Dataset excerpts on object pointing
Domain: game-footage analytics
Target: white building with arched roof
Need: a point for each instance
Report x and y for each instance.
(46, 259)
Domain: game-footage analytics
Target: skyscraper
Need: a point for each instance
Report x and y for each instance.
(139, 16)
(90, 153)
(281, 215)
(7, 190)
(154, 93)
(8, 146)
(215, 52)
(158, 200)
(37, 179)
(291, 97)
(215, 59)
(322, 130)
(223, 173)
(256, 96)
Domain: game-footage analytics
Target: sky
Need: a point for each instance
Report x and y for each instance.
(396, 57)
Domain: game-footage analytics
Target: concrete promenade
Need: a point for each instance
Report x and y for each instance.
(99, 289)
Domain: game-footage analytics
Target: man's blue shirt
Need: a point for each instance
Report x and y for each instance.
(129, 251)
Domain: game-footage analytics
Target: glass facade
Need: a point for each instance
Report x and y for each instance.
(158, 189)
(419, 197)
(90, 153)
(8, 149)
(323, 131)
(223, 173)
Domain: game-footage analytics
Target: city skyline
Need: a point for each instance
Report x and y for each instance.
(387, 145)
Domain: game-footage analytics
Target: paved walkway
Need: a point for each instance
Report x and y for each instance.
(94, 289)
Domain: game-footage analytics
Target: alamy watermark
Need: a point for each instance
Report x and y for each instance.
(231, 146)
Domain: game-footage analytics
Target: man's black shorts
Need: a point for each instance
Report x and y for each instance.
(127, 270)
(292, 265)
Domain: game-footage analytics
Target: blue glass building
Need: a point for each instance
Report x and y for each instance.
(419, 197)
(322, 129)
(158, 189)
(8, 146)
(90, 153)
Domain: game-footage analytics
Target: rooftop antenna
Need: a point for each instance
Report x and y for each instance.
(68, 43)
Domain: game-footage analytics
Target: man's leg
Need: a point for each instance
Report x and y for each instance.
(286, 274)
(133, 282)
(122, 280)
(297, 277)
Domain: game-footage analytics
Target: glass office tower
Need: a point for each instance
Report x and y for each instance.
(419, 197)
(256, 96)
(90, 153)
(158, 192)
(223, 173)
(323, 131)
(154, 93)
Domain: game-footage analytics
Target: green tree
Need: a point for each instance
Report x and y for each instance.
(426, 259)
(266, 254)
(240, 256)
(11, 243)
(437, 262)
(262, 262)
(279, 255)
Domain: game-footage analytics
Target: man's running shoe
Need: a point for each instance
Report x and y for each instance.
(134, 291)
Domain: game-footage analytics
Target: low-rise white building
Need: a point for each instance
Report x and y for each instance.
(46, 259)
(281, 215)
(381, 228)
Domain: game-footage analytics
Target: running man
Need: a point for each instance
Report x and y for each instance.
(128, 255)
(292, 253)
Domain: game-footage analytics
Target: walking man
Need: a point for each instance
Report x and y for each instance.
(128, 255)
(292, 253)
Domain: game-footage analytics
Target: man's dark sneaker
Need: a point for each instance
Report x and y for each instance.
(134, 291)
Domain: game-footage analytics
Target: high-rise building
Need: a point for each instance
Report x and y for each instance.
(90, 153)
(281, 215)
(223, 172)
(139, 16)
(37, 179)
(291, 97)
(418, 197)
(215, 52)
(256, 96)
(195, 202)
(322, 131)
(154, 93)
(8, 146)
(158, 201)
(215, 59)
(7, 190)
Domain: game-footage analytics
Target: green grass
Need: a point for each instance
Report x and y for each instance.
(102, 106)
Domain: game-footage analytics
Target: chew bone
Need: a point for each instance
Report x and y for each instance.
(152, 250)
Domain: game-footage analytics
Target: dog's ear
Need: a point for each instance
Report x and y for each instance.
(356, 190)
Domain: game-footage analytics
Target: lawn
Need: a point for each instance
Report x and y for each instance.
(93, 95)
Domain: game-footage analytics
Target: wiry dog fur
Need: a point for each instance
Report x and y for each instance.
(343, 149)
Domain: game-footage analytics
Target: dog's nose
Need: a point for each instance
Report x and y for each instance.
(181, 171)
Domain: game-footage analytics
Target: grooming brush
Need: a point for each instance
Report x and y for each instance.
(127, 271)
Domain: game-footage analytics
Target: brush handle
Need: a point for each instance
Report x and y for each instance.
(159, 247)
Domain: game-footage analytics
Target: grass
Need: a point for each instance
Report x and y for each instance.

THE REQUEST: Extract all of the data above without altering anything.

RESULT OF THIS TASK:
Domain: game-footage analytics
Target: white building with arched roof
Need: a point for each instance
Report x and y for each instance.
(46, 259)
Domain: game-footage analytics
Target: skyscraper
Need: a point for each instance
Report x and y for each instance.
(139, 16)
(90, 153)
(281, 215)
(7, 190)
(154, 93)
(8, 146)
(215, 52)
(158, 200)
(37, 179)
(291, 97)
(215, 59)
(322, 130)
(223, 173)
(256, 96)
Domain: game-footage analytics
Target: sky
Need: a point for each instance
Report x and y for each instance.
(396, 57)
Domain: game-footage analytics
Target: concrete promenade
Need: a point for each instance
Report x and y for each instance.
(99, 289)
Domain: game-footage analytics
Target: man's blue shirt
Need: a point for each instance
Report x and y for each instance.
(129, 251)
Domain: game-footage analytics
Target: glass facade
Need: a point for each instance
Report x and y for each instance.
(158, 189)
(419, 197)
(90, 153)
(8, 149)
(323, 131)
(223, 173)
Domain: game-footage analytics
Target: city skyline
Need: a point for each instance
Report x and y for each instance.
(387, 145)
Domain: game-footage analytics
Target: paved walkway
Need: a point for each instance
Report x and y for each instance.
(94, 289)
Domain: game-footage analytics
Target: alamy watermark
Need: a point for each instance
Report x and y for each instance.
(231, 146)
Domain: game-footage analytics
Target: man's black shorts
Need: a point for each instance
Report x and y for each instance.
(127, 270)
(292, 265)
Domain: game-footage analytics
Target: blue glass building
Need: a point for each instance
Report x and y for each instance.
(419, 197)
(322, 129)
(158, 189)
(8, 146)
(90, 153)
Domain: game-footage analytics
Target: rooftop antenna
Need: a point for each instance
Report x and y for each instance.
(68, 43)
Domain: game-footage analytics
Target: man's leg
Need: a point for each instance
Report x and y for each instance.
(286, 274)
(133, 282)
(122, 280)
(297, 277)
Domain: game-footage analytics
Target: glass office tower
Need: a point for each instance
Report x and y for each instance.
(419, 197)
(256, 96)
(90, 153)
(158, 192)
(223, 173)
(323, 131)
(154, 93)
Domain: game-footage analytics
Target: green tree
Need: a point for each instance
Report x and y for each instance.
(426, 259)
(266, 254)
(240, 256)
(11, 243)
(437, 262)
(262, 262)
(279, 255)
Domain: game-footage analytics
Target: man's running shoe
Need: a point for each instance
Report x and y for each instance.
(134, 291)
Domain: game-footage analytics
Target: low-rise white building
Need: a point for each instance
Report x and y for each instance.
(46, 259)
(281, 215)
(381, 228)
Domain: game-footage analytics
Target: running man
Need: a point for each instance
Report x and y for each instance.
(128, 255)
(292, 253)
Domain: game-footage analytics
Target: walking man
Need: a point for each instance
Report x and y for each instance.
(128, 255)
(292, 253)
Domain: game-footage analytics
Target: man's dark sneaker
Need: a point for each instance
Report x and y for each instance.
(134, 291)
Domain: game-footage analytics
Target: high-rise building
Need: a point for each instance
Report x and y for each instance.
(90, 153)
(281, 215)
(223, 172)
(139, 16)
(37, 179)
(291, 97)
(418, 197)
(215, 52)
(256, 96)
(195, 202)
(322, 131)
(154, 93)
(8, 146)
(158, 201)
(215, 59)
(7, 190)
Domain: game-footage analytics
Target: green grass
Need: a point for each instance
Report x and y for each instance.
(102, 106)
Domain: game-footage analytics
Target: chew bone
Need: a point for each instance
Report x and y for each instance.
(152, 250)
Domain: game-footage analytics
Target: dog's ear
Need: a point for each instance
Report x and y for each instance.
(356, 190)
Domain: game-footage analytics
Target: lawn
Need: a point for each instance
Report x and y for each instance.
(93, 95)
Domain: game-footage analytics
Target: wiry dog fur
Need: a point for each instance
Report x and y for each instance.
(343, 149)
Domain: game-footage analytics
Target: dog's nose
Need: a point for each instance
Report x and y for each instance.
(181, 171)
Domain: game-footage analytics
Target: grooming brush
Need: a point for each instance
Report x and y for each instance.
(127, 271)
Domain: game-footage analytics
Target: brush handle
Need: a point for each instance
Report x and y for each instance.
(159, 247)
Domain: game-footage analytics
Target: grass
Need: a point for each instance
Report x and y for each instance.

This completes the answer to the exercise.